* _Instruction_: Convert the data into a numbered list, starting at the line that contains "point: hairy stem" and ending at the last line of the data. Include only those lines and omit any blank ones.

Stored dataset items
##########

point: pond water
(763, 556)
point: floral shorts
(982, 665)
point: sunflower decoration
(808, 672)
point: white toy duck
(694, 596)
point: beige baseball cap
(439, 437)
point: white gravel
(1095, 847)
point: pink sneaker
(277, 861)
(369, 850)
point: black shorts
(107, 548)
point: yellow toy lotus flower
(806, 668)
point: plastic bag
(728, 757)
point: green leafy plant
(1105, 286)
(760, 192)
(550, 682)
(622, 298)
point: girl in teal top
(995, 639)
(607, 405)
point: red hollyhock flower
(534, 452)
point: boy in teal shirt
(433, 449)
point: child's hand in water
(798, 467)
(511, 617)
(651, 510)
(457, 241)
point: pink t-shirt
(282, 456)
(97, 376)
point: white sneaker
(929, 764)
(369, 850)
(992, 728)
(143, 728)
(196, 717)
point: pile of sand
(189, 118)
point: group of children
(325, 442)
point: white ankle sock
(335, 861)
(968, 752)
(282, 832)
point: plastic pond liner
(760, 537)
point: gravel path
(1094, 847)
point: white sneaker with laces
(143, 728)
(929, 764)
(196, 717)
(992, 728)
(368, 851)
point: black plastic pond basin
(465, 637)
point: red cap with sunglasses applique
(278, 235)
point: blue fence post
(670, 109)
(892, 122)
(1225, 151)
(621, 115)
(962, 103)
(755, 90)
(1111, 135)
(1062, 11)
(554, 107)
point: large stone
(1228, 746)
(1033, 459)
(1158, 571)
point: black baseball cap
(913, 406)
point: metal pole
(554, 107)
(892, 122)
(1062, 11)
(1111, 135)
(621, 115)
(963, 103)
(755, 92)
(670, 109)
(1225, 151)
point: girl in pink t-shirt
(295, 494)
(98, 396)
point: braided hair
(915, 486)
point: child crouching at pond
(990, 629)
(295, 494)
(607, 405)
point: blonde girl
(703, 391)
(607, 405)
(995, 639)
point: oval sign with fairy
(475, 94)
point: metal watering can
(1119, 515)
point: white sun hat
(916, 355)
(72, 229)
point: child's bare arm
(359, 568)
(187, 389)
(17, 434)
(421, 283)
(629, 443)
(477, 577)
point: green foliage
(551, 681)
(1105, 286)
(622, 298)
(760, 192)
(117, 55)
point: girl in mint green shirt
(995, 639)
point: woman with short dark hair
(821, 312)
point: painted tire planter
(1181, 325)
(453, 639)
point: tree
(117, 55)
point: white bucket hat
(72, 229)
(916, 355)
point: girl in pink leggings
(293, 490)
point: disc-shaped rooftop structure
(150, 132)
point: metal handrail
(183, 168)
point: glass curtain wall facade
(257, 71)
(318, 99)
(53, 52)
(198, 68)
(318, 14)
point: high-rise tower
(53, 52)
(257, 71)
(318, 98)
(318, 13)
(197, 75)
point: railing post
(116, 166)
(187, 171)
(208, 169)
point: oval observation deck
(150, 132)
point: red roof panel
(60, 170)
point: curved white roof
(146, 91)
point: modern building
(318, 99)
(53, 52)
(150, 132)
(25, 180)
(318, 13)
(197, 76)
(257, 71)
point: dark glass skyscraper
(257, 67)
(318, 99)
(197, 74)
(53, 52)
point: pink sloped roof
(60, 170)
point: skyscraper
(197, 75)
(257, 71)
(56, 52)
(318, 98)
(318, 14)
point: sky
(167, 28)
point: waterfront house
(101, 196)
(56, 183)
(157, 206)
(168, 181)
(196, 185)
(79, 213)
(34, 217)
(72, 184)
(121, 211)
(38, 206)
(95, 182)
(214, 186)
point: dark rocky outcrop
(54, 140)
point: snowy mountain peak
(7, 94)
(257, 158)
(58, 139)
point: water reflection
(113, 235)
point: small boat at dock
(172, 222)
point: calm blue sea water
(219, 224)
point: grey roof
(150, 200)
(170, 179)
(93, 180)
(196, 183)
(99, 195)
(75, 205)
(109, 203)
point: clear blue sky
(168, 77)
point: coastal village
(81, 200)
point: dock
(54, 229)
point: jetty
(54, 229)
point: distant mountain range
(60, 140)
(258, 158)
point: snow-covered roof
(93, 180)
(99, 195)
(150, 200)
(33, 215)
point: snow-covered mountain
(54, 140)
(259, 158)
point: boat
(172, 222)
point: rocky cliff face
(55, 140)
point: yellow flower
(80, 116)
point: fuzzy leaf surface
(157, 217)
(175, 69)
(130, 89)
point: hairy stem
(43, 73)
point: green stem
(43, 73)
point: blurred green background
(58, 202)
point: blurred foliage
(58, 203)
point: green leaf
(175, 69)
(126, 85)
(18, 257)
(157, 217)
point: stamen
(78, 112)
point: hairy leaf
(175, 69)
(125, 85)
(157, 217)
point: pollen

##########

* _Answer to the problem_:
1. point: hairy stem
2. (43, 73)
3. point: green stem
4. (43, 73)
5. point: blurred green background
6. (58, 202)
7. point: blurred foliage
8. (58, 203)
9. point: green leaf
10. (175, 69)
11. (126, 85)
12. (18, 257)
13. (157, 217)
14. point: stamen
15. (78, 112)
16. point: hairy leaf
17. (175, 69)
18. (125, 85)
19. (157, 217)
20. point: pollen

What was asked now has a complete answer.